◆ Aim
Count the lines in the data below that contain the string "multi", and reply with that number alone.

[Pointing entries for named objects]
================================

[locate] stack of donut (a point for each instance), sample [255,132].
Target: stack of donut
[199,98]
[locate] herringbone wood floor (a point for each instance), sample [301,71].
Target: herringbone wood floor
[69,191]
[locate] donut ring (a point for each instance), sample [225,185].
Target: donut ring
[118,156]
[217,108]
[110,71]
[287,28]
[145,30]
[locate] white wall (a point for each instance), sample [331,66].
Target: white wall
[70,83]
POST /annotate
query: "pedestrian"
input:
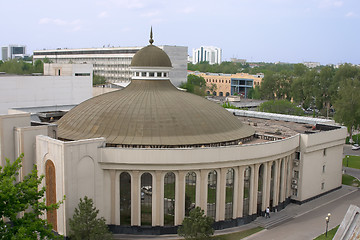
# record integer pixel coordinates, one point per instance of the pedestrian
(267, 213)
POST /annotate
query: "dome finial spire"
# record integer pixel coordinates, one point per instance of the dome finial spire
(151, 40)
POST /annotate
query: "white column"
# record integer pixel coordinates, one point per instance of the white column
(135, 199)
(264, 187)
(276, 184)
(283, 181)
(203, 189)
(268, 184)
(254, 188)
(112, 200)
(239, 192)
(221, 192)
(157, 203)
(180, 198)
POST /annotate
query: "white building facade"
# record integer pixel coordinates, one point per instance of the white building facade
(210, 54)
(113, 63)
(61, 84)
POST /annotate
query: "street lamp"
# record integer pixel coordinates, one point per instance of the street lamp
(327, 219)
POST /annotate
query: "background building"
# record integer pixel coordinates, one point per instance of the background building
(221, 84)
(13, 51)
(113, 63)
(210, 54)
(150, 153)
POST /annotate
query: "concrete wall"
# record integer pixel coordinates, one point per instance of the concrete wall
(7, 135)
(78, 174)
(178, 57)
(34, 91)
(320, 150)
(52, 69)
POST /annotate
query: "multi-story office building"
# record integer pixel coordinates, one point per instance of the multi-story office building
(207, 54)
(221, 84)
(13, 51)
(113, 63)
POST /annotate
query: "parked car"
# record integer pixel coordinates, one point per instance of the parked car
(355, 147)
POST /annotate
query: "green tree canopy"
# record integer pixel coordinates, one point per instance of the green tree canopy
(196, 226)
(85, 225)
(22, 205)
(347, 105)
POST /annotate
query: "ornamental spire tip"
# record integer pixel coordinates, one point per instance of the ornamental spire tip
(151, 40)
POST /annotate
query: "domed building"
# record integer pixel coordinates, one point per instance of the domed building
(150, 153)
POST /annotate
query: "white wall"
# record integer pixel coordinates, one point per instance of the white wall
(35, 91)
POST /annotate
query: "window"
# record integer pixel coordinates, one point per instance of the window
(296, 174)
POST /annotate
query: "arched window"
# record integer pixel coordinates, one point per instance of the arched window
(125, 199)
(246, 200)
(190, 192)
(169, 198)
(211, 199)
(229, 198)
(146, 199)
(50, 181)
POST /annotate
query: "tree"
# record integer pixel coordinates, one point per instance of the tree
(98, 80)
(196, 226)
(195, 84)
(347, 106)
(85, 224)
(22, 205)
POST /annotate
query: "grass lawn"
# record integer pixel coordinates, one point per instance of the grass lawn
(354, 161)
(331, 234)
(238, 235)
(350, 181)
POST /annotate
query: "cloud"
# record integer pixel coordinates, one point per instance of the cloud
(350, 14)
(330, 3)
(74, 25)
(129, 4)
(187, 10)
(150, 14)
(103, 14)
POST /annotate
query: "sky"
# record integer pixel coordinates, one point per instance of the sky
(294, 31)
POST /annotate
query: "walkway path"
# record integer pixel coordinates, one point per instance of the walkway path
(304, 221)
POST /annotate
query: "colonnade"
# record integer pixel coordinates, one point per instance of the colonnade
(275, 188)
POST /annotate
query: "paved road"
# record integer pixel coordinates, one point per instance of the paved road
(348, 151)
(353, 172)
(311, 224)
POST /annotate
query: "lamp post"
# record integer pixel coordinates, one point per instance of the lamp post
(327, 219)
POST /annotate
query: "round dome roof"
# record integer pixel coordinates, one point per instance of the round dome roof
(151, 56)
(152, 113)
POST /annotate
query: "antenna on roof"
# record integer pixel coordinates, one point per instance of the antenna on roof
(151, 40)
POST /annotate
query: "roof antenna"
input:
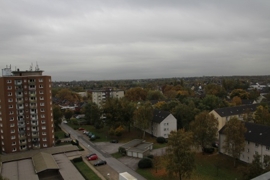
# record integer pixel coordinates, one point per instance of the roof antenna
(37, 68)
(31, 67)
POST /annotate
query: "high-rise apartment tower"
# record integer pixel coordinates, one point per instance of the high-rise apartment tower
(26, 119)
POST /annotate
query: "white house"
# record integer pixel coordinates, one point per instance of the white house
(162, 124)
(257, 141)
(223, 115)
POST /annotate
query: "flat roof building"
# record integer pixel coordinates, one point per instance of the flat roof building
(26, 119)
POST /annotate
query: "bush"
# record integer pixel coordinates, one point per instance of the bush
(122, 151)
(161, 140)
(58, 141)
(208, 150)
(145, 163)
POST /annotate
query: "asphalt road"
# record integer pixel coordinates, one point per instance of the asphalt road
(118, 166)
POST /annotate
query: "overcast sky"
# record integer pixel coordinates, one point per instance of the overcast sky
(124, 39)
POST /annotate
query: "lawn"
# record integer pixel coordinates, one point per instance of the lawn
(208, 167)
(86, 171)
(125, 137)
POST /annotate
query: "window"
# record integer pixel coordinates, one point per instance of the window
(256, 145)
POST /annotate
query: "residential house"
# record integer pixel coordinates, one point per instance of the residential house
(137, 148)
(162, 124)
(257, 141)
(223, 115)
(100, 96)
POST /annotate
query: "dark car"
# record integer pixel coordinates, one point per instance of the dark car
(90, 155)
(99, 163)
(114, 141)
(93, 157)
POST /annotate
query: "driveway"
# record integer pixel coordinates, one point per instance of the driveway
(108, 147)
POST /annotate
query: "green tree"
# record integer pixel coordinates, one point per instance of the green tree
(262, 115)
(234, 142)
(68, 114)
(92, 113)
(143, 117)
(204, 128)
(179, 157)
(254, 169)
(240, 93)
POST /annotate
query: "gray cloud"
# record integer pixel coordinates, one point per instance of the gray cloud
(98, 40)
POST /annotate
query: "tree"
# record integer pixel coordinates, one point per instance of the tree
(92, 113)
(240, 93)
(234, 142)
(236, 101)
(68, 114)
(179, 157)
(204, 128)
(143, 116)
(262, 115)
(254, 169)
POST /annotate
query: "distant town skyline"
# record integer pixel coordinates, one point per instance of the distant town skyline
(110, 40)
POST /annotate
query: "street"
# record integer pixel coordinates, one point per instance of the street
(118, 166)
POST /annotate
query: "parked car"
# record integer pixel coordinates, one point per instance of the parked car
(99, 163)
(93, 157)
(114, 141)
(89, 155)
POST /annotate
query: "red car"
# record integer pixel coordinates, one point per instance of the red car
(93, 157)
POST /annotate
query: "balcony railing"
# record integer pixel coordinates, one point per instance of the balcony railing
(23, 143)
(21, 125)
(21, 137)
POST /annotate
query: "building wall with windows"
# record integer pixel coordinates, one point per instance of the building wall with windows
(257, 141)
(100, 96)
(26, 119)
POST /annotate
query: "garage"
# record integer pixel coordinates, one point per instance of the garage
(138, 148)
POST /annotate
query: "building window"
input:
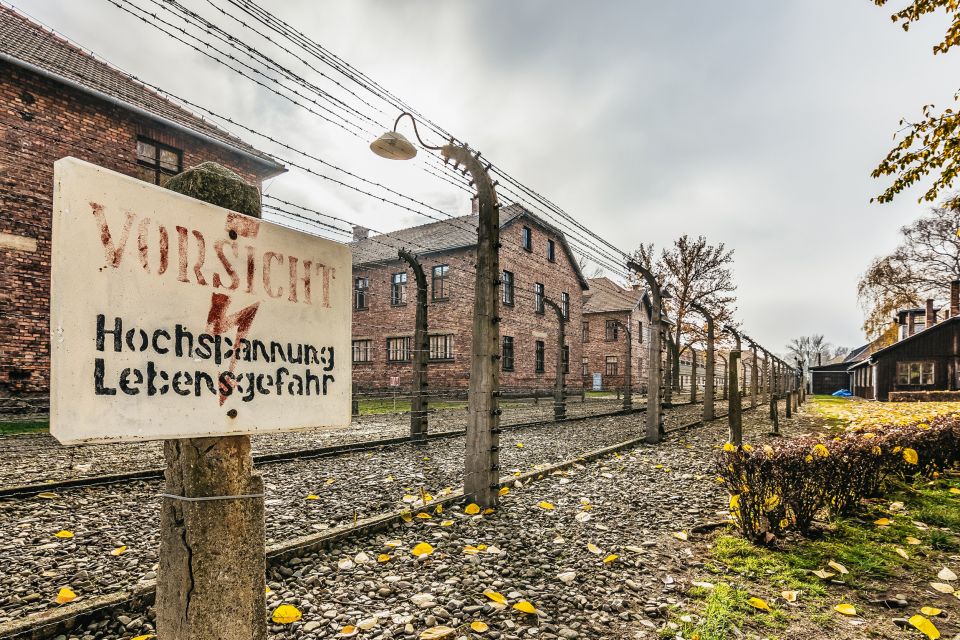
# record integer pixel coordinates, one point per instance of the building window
(508, 288)
(506, 357)
(156, 162)
(612, 330)
(398, 288)
(612, 366)
(360, 288)
(362, 350)
(441, 347)
(398, 349)
(917, 373)
(439, 285)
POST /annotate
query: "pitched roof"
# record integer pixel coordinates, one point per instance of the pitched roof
(446, 235)
(606, 295)
(27, 44)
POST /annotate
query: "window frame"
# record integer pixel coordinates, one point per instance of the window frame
(405, 350)
(398, 287)
(509, 288)
(434, 340)
(507, 353)
(615, 361)
(361, 292)
(442, 279)
(157, 165)
(615, 333)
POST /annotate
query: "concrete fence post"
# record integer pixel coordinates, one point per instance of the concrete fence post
(211, 579)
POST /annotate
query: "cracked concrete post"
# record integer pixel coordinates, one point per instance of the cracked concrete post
(210, 585)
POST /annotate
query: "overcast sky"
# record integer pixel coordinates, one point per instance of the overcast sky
(754, 123)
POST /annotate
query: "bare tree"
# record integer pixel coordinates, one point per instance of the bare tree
(696, 273)
(922, 266)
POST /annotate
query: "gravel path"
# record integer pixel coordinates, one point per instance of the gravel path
(352, 485)
(38, 458)
(638, 500)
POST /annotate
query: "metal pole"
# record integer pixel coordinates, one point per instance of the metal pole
(482, 472)
(421, 353)
(734, 413)
(654, 376)
(559, 393)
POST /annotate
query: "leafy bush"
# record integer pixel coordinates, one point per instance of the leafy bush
(773, 490)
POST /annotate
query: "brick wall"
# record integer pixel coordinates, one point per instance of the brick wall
(596, 348)
(42, 121)
(454, 316)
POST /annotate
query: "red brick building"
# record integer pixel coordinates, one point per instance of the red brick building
(608, 309)
(57, 100)
(536, 263)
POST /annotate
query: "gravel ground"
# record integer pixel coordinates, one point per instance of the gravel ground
(638, 501)
(37, 458)
(352, 485)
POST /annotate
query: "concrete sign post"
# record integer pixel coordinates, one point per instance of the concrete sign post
(178, 320)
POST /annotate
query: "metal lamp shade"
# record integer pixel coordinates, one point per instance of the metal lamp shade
(393, 146)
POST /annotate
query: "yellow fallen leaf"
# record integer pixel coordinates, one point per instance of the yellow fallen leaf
(925, 627)
(525, 607)
(65, 595)
(286, 614)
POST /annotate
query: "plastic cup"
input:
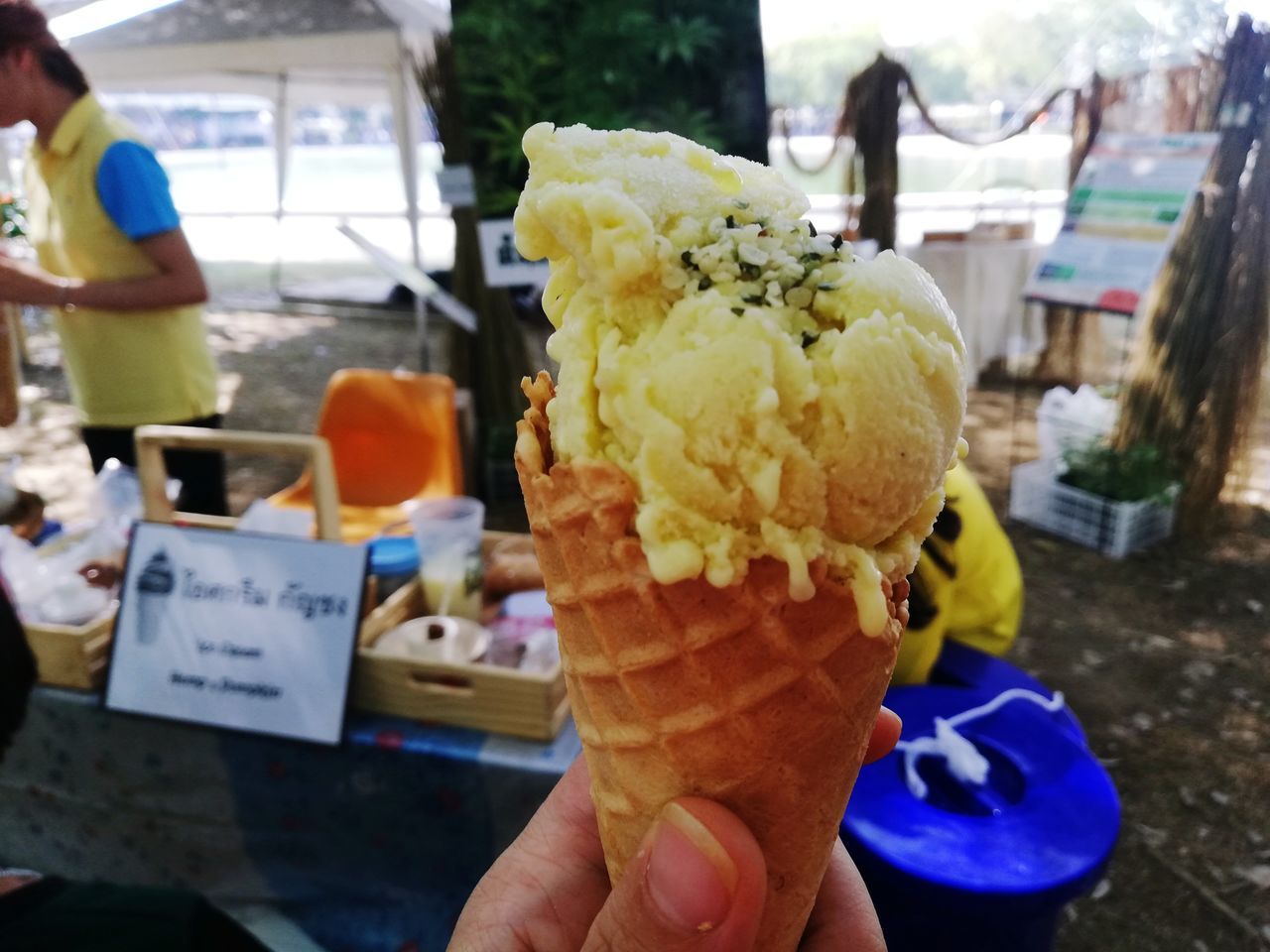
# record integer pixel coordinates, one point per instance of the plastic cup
(448, 534)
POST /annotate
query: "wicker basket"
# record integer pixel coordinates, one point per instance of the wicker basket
(480, 696)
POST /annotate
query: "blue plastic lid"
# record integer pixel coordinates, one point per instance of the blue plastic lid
(1046, 821)
(394, 555)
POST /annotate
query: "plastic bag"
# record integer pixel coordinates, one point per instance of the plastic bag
(1069, 420)
(49, 589)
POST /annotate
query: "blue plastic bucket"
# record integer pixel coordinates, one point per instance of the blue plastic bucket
(982, 869)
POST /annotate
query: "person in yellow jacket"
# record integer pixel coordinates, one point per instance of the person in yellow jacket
(966, 587)
(114, 266)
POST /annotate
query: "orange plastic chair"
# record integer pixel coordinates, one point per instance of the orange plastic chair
(394, 436)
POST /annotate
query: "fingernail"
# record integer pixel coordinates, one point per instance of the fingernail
(691, 879)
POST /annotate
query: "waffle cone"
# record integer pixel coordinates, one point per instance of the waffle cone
(737, 694)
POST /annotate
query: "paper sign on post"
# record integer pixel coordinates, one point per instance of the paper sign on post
(230, 630)
(1123, 214)
(502, 263)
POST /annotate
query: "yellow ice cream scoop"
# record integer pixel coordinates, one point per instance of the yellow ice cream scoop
(769, 393)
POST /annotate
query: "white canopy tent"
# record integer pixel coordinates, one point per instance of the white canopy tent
(338, 53)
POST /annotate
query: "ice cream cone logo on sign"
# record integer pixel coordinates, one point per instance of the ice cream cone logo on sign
(154, 590)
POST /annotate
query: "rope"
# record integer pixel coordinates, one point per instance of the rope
(789, 153)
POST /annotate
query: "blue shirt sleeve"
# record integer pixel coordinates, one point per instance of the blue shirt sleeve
(134, 190)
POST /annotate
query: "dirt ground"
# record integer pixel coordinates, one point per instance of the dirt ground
(1165, 656)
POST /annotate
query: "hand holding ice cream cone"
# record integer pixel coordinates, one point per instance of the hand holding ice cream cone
(726, 488)
(701, 866)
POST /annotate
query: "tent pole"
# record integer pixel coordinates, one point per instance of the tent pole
(282, 162)
(405, 114)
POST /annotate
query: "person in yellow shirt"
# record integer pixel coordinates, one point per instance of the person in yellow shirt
(966, 587)
(114, 266)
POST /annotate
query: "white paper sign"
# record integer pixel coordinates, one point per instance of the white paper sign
(250, 633)
(503, 264)
(1123, 214)
(457, 185)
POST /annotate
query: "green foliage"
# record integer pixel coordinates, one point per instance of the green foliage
(608, 63)
(13, 220)
(1008, 53)
(1124, 475)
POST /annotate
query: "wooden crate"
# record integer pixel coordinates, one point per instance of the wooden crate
(480, 696)
(72, 655)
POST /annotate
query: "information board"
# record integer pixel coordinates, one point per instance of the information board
(1121, 217)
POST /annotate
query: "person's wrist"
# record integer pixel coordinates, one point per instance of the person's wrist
(64, 287)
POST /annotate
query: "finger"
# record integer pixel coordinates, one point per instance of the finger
(549, 885)
(843, 915)
(697, 885)
(884, 737)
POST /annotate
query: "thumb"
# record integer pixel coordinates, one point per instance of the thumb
(698, 884)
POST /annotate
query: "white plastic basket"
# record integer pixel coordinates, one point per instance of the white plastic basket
(1110, 527)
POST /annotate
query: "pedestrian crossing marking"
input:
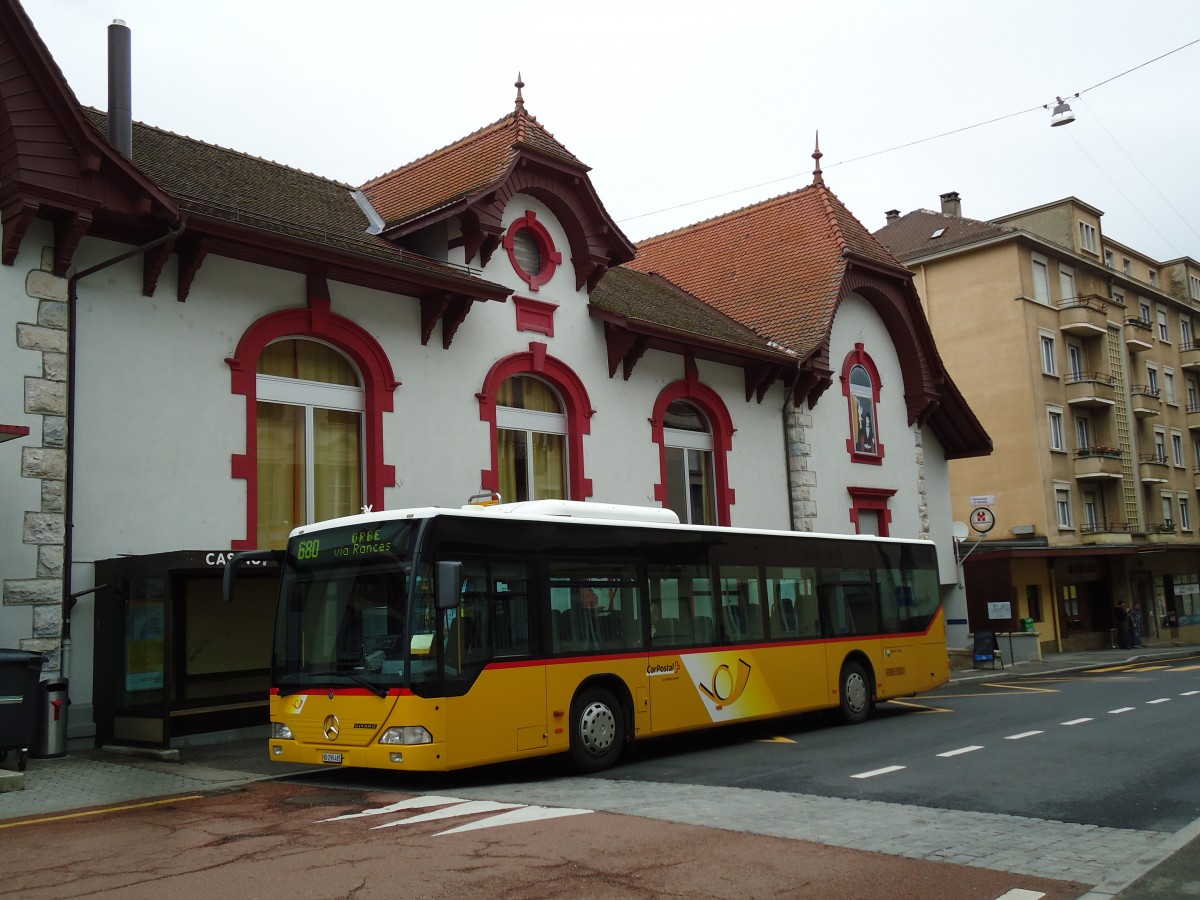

================================

◆ Full response
2